__Exercise tasks__:
1. Reproduce the text passage between "The catch is" and "encrypting large payloads.", inclusive.
2. In the text passage, which Linux directory stores the bootloader and kernel files?

__Text passage__:
──────
What Are AI Agents & How Do They Work?


Behind the Scenes: What Happens When You Enter Google.com

Most of us hit Enter and expect the page to load instantly, but under the hood, a surprisingly intricate chain of events fires off in milliseconds.

Here’s a quick tour of what actually happens:

  1. The journey starts the moment you type “google. com” into the address bar.

  2. The browser checks everywhere for a cached IP: Before touching the network, your browser looks through multiple cache layers, browser cache, OS cache, router cache, and even your ISP’s DNS cache.
    A cache hit means an instant IP address. A miss kicks off the real journey.

  3. Recursive DNS resolution begins: Your DNS resolver digs through the global DNS hierarchy:
    - Root servers
    - TLD servers (.com)
    - Authoritative servers for google. com

  4. A TCP connection is established: Your machine and Google’s server complete the classic TCP 3-way handshake:
    - SYN → SYN/ACK → ACK
    Only after the connection is stable does the browser move on. TLS handshake wraps everything in encryption. By the end of this handshake, a secure HTTPS tunnel is ready.

  5. The actual HTTP request finally goes out: Google processes the request and streams back HTML, CSS, JavaScript, and all the assets needed to build the page.

  6. The rendering pipeline kicks in:
    Your browser parses HTML into a DOM tree, CSS into a CSSOM tree, merges them into the Render Tree, and then:
    - Lays out elements
    - Loads and executes JavaScript
    - Repaints the screen

    8. The page is fully loaded.
    Over to you: What part of this journey was most surprising the first time you learned how browsers work?


Understanding the Linux Directory Structure

  • The root directory “/” is the starting point of the entire filesystem. From there, Linux organizes everything into specialized folders.

  • “/boot” stores the bootloader and kernel files, without it, the system can’t start.

  • “/dev” holds device files that act as interfaces to hardware.

  • “/usr” contains system resources, libraries, and user-level applications.

  • “/bin” and “/sbin” store essential binaries and system commands needed during startup or recovery.

  • User-related data sits under “/home” for regular users and “/root” for the root account.

  • System libraries that support core binaries live in “/lib” and “/lib64”.

  • Temporary data is kept in “/tmp”, while “/var” tracks logs, caches, and frequently changing files.

  • Configuration files live in “/etc”, and runtime program data lives in “/run”.

  • Linux also exposes virtual filesystems through “/proc” and “/sys”, giving you insight into processes, kernel details, and device information.

  • For external storage, “/media” and “/mnt” handle removable devices and temporary mounts, and “/opt” is where optional third-party software installs itself.

Over to you: Which Linux directory took you the longest to fully understand, and what finally made it click for you?


Symmetric vs. Asymmetric Encryption

Symmetric and asymmetric encryption often get explained together, but they solve very different problems.

  • Symmetric encryption uses a single shared key. The same key encrypts and decrypts the data. It’s fast, efficient, and ideal for large amounts of data. That’s why it’s used for things like encrypting files, database records, and message payloads.

    The catch is key distribution, both parties must already have the secret, and sharing it securely is hard.

  • Asymmetric encryption uses a key pair. A public key that can be shared with anyone, and a private key that stays secret. Data encrypted with the public key can only be decrypted with the private key.

    This removes the need for secure key sharing upfront, but it comes at a cost. It’s slower and computationally expensive, which makes it impractical for encrypting large payloads.
──────
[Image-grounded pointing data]
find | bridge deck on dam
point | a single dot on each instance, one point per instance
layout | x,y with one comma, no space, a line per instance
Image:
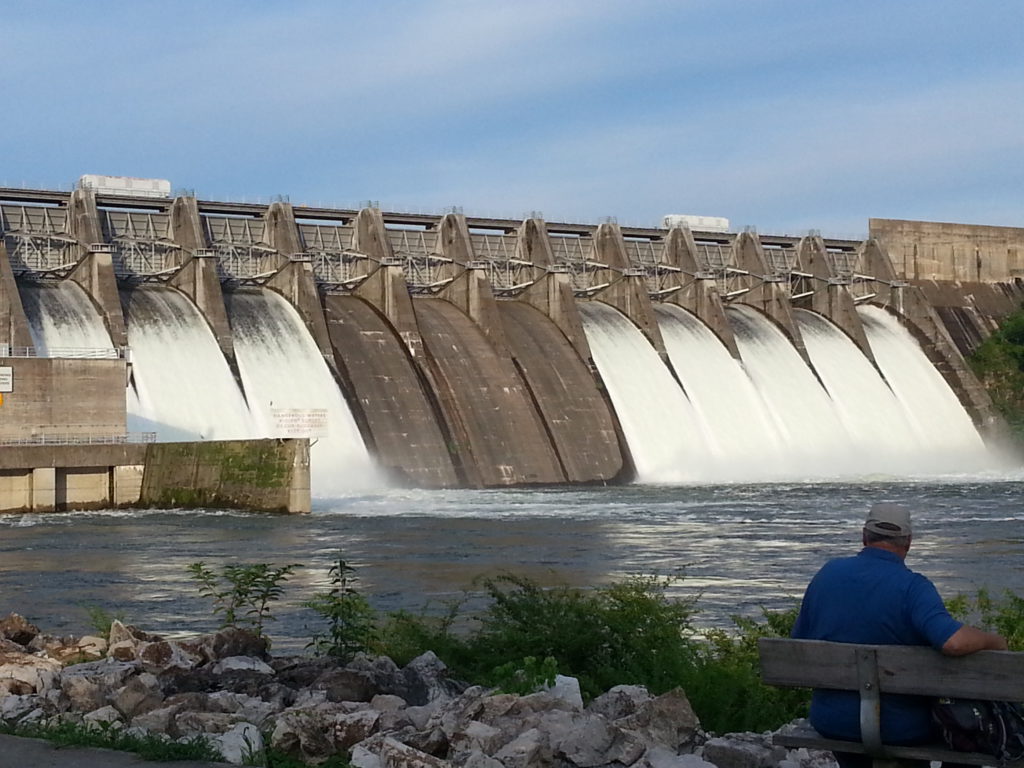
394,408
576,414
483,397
──────
__Task answers__:
1.
The catch is key distribution, both parties must already have the secret, and sharing it securely is hard.

  • Asymmetric encryption uses a key pair. A public key that can be shared with anyone, and a private key that stays secret. Data encrypted with the public key can only be decrypted with the private key.

    This removes the need for secure key sharing upfront, but it comes at a cost. It’s slower and computationally expensive, which makes it impractical for encrypting large payloads.

2. "/boot"